EXERCISE DESCRIPTION: Please count the lines in the listing below that contain the string "light", treating uppercase and lowercase as different. Reply with the number alone.

Records from a dataset:
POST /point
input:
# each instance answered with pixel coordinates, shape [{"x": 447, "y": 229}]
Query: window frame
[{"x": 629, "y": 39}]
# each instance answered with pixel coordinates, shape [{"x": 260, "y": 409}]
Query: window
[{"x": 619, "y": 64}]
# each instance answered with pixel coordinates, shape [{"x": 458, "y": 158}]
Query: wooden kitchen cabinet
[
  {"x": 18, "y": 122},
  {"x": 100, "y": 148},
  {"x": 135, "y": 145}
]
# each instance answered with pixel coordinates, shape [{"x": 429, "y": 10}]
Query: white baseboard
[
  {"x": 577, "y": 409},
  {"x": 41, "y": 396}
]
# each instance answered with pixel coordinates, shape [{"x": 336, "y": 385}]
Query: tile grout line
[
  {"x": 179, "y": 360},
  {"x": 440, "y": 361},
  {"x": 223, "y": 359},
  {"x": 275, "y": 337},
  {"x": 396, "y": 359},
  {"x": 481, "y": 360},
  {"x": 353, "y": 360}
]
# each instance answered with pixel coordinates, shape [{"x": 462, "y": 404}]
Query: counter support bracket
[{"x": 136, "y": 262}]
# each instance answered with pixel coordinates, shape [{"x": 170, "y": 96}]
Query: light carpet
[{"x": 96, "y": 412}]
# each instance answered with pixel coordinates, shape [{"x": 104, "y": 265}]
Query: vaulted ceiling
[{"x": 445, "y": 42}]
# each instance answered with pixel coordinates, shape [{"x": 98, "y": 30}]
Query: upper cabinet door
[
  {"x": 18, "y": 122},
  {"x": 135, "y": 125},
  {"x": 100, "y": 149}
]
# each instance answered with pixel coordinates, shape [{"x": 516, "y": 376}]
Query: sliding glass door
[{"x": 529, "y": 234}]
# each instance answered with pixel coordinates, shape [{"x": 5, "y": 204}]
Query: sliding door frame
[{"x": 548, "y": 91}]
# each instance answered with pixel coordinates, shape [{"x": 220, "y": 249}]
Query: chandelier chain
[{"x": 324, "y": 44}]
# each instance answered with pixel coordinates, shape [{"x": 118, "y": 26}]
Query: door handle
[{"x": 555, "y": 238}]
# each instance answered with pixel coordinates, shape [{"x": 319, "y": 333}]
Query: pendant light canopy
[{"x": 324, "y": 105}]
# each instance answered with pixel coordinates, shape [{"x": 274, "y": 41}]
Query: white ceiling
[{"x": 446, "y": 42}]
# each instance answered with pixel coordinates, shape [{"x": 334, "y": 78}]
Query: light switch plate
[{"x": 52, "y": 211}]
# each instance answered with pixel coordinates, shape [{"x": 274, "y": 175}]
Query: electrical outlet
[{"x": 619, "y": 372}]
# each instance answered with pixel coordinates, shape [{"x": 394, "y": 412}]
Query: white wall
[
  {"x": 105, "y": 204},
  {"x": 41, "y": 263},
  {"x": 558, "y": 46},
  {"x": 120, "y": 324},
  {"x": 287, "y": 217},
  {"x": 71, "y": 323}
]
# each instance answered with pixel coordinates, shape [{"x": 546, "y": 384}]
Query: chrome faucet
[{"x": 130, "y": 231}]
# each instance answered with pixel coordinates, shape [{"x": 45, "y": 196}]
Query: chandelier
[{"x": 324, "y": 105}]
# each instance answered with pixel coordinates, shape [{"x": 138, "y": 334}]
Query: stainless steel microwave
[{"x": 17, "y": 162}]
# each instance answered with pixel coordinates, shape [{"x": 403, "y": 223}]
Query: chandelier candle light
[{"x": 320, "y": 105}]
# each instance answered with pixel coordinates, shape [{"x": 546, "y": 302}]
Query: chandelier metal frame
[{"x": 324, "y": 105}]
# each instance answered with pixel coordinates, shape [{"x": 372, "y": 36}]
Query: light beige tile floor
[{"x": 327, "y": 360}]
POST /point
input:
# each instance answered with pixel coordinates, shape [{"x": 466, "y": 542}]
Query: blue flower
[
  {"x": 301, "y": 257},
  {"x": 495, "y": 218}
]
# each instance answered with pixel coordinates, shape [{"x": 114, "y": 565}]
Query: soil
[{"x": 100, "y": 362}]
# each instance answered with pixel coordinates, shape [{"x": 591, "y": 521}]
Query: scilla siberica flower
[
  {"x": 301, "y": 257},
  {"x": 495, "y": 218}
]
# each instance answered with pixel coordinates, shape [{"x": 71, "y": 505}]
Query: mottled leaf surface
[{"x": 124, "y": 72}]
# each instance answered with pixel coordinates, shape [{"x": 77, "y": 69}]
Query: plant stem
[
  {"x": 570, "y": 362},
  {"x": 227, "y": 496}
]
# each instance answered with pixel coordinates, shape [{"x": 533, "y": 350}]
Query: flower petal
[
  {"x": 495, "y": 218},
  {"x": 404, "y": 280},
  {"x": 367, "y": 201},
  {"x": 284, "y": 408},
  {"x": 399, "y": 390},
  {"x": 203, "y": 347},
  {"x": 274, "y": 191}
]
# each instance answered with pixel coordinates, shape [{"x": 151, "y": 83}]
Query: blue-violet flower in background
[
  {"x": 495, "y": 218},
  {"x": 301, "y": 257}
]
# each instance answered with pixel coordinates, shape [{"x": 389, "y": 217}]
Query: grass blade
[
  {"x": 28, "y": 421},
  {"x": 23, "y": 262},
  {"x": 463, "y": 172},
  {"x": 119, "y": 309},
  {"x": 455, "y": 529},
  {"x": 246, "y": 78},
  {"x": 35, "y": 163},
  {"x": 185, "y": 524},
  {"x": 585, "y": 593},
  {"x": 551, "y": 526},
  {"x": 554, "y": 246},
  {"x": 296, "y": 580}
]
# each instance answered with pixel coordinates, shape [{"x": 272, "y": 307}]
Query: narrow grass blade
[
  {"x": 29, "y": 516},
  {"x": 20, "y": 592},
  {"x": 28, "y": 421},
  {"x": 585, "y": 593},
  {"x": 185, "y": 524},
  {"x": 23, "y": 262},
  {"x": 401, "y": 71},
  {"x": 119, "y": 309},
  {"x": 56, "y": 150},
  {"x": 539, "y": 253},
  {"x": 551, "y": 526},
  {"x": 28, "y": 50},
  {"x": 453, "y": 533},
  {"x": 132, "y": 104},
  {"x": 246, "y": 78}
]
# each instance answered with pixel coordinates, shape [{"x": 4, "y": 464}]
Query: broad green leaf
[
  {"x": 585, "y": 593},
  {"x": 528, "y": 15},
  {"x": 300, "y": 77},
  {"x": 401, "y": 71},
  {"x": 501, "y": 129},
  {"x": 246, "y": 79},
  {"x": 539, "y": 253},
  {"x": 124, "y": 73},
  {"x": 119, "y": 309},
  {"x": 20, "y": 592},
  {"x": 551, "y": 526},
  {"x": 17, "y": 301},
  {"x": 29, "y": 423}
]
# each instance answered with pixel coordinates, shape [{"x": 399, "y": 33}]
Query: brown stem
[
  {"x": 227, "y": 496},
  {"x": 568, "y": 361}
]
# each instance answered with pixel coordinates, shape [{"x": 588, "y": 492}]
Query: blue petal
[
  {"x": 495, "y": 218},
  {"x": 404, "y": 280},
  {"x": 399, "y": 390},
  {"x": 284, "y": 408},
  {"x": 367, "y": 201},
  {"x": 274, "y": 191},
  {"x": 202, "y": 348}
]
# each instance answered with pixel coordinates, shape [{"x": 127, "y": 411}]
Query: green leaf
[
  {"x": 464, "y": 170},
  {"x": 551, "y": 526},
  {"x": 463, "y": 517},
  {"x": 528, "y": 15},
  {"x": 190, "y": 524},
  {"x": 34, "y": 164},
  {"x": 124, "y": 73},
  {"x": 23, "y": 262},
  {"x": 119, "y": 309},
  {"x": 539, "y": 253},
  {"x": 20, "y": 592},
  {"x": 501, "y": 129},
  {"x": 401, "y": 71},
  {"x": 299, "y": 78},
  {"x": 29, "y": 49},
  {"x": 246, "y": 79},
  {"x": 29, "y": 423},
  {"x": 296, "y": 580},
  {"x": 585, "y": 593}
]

...

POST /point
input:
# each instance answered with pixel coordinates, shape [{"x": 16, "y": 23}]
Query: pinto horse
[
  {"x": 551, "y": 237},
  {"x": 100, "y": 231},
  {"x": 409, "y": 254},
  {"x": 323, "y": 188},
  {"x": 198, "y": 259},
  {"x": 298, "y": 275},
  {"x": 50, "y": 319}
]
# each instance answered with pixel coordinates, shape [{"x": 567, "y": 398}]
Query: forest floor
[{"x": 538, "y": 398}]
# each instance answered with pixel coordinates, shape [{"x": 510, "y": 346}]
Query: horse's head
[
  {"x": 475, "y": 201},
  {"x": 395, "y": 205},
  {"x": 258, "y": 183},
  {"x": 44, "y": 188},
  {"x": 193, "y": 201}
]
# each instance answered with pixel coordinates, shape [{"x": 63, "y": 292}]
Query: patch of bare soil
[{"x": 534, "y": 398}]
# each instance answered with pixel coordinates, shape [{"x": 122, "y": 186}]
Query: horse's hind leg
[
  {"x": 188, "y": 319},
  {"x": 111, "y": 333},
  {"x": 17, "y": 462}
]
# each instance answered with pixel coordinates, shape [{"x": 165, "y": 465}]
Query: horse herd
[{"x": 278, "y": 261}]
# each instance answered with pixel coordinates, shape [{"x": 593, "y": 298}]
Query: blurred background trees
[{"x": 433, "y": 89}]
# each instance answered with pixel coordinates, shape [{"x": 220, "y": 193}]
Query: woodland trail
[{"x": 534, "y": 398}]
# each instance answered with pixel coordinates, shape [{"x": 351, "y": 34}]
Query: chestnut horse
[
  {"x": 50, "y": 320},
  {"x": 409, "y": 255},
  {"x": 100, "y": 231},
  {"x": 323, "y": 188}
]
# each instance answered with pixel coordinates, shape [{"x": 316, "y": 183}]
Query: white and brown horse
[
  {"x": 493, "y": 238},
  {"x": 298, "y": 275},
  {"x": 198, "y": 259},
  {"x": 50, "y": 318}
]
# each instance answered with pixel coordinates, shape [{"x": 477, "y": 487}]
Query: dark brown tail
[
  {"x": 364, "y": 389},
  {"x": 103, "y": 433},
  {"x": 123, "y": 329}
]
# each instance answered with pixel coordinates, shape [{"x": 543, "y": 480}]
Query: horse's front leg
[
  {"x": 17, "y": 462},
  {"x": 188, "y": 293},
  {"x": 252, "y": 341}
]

REPLY: 5